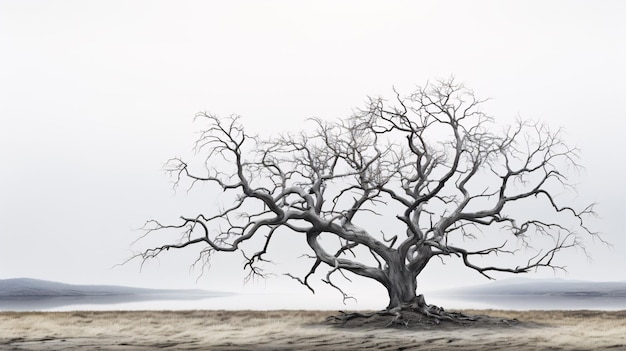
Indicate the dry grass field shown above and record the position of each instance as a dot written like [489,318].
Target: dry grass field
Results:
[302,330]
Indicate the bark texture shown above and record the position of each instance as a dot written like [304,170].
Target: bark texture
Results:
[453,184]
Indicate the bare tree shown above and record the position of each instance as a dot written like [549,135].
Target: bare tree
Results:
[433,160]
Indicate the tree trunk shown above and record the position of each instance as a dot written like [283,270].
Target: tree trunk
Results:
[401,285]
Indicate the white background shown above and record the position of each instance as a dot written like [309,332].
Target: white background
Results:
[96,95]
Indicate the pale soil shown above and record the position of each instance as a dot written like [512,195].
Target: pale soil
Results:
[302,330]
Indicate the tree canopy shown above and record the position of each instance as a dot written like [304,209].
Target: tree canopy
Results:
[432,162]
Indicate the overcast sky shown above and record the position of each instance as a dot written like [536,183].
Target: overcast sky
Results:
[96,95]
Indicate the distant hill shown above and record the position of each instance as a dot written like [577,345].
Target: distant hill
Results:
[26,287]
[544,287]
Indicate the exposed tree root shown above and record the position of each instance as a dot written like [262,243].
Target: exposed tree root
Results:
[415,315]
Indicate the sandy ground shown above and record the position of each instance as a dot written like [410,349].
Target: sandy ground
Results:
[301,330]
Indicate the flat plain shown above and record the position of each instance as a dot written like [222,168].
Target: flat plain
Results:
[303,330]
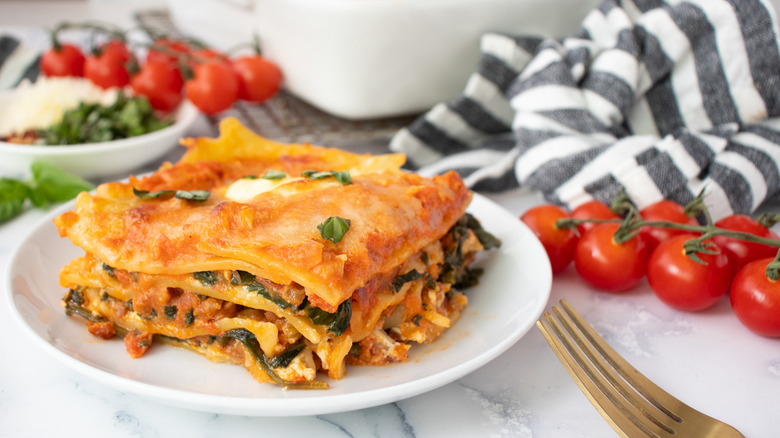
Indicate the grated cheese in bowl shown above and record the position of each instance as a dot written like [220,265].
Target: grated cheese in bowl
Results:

==

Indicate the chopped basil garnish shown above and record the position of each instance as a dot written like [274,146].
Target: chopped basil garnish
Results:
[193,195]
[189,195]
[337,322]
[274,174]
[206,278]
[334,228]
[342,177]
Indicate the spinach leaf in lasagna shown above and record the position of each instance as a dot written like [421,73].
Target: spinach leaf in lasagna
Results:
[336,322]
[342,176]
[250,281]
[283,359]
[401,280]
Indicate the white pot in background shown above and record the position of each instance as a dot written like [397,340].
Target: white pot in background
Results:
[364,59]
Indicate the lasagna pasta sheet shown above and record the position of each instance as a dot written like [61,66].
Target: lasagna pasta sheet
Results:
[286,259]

Task statement
Return exactly the lines above from the line that has "Indicate the dry" through the line that has "Target: bare tree", inclusive, and nothing else.

Solution for this task
Indicate the dry grass field shown above and record the position of each instance as a dot written like [489,318].
Target: dry grass field
Results:
[302,330]
Indicate the bark texture shown above and record the position of each instance as a dot written like [304,170].
Target: bark texture
Results:
[453,184]
Indicate the bare tree shown above and record the position of each instance as a dot written like [549,135].
Target: bare tree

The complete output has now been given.